Stored entries
--------

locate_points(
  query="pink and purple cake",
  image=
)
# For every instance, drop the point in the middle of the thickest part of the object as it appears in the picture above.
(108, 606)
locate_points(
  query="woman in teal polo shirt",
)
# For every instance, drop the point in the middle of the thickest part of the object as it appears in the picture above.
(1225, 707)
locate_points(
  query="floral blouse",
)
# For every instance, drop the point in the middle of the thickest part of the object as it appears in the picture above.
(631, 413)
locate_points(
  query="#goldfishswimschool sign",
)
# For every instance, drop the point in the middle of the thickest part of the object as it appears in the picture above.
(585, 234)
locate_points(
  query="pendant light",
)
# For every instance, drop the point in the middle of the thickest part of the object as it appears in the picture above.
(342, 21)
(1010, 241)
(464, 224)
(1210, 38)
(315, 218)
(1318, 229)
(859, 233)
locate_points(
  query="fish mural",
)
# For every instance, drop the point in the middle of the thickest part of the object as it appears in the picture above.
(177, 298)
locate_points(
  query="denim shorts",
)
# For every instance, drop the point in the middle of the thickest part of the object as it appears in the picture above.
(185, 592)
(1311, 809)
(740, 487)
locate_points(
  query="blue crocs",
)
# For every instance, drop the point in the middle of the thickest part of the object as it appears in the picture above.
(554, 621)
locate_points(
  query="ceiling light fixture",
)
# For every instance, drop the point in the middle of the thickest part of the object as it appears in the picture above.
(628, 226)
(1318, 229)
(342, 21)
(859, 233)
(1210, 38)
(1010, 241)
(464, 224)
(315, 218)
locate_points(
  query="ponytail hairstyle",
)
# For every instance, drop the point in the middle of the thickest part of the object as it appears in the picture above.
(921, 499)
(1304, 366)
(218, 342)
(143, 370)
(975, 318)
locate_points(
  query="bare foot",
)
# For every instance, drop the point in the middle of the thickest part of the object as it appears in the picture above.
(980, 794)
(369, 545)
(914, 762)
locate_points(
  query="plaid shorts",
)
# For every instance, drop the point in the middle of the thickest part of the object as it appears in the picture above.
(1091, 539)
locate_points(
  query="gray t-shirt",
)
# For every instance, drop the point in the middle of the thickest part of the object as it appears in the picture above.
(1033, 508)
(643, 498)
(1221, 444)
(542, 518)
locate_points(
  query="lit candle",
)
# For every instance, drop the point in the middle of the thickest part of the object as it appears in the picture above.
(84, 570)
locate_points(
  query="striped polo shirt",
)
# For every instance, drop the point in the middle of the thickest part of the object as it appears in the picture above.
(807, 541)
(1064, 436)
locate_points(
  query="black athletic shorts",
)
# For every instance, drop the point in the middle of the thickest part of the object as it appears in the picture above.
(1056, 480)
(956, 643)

--------

◆ Stated exercise ◆
Reproduce the entries above in full, switching every occurrence of "thickest part" to "widest part" and leaving all other text unchanged.

◆ Written solution ◆
locate_points(
  query="pink and purple cake",
  image=
)
# For every instance, drop the point in the middle of the widest part of the object as it appears in the picture above.
(108, 606)
locate_points(
  query="woman in teal polo shirt",
)
# For every instance, drop the point in the middle of the widest part of the object as it appears in the picture above.
(1225, 707)
locate_points(
  query="floral blouse",
)
# For every instance, drop the point in the middle of the widest part of the object as it appears in the picture above.
(631, 413)
locate_points(
  query="#goldfishswimschool sign",
)
# For every instance, drop the point in the middle of the widest part of the object as it appears in the picture above.
(585, 234)
locate_points(
  query="pendant light",
)
# For every instance, drop the point in the middle of the widest part of the object as it appears in the picture above.
(342, 21)
(1010, 241)
(464, 224)
(1210, 38)
(315, 218)
(1318, 229)
(859, 233)
locate_points(
  query="fish mural",
)
# For every instance, drop the point in the middle of the widest part of the object as it appears in the picture above.
(177, 298)
locate_points(
  query="denim shorts",
)
# For every instance, drop the point in the middle of the widest part of the object as it appears in the picture above.
(185, 592)
(1311, 809)
(740, 487)
locate_points(
  query="blue crocs",
)
# For every instance, drop the point in the middle of the widest part of the object as it appears in the picture above.
(554, 621)
locate_points(
  query="ceiling light fixture",
)
# For every instance, drop the point in the middle of the widest part of the object as it appears in the picture above.
(628, 226)
(1318, 229)
(342, 21)
(859, 233)
(1210, 38)
(1010, 241)
(464, 224)
(315, 218)
locate_points(
  query="ponytail hairstyle",
)
# For every instance, drop the point in the middle of the widest part of the object as it appears in the picture above.
(921, 499)
(1304, 366)
(218, 342)
(143, 370)
(975, 318)
locate_points(
  query="bare foot",
)
# For every instance, drop the point in the middle of the widest part of the object as it appears in the picture above.
(980, 794)
(369, 545)
(914, 762)
locate_points(
  query="plaid shorts",
)
# For every instance, drop the point in the middle of the widest part of the object as it appears in the picture above.
(1091, 539)
locate_points(
  query="gray t-shirt",
)
# For every instance, drop the point in the middle of the widest part of the object as it appears in the picture above.
(1033, 508)
(643, 498)
(1221, 444)
(542, 518)
locate_points(
  query="lit candle",
)
# For every instance, drop the point in the middle of the widest part of the object as it appears in the picture above.
(84, 570)
locate_points(
  query="striped polo shirt",
)
# For every instance, drop the point in the middle of the widest part of the object as it appears in the picture above.
(807, 541)
(1064, 436)
locate_points(
  query="black athletic shorts",
)
# For every instance, drop the point in the middle of the widest part of the object as it appears in the picture above.
(1056, 480)
(956, 643)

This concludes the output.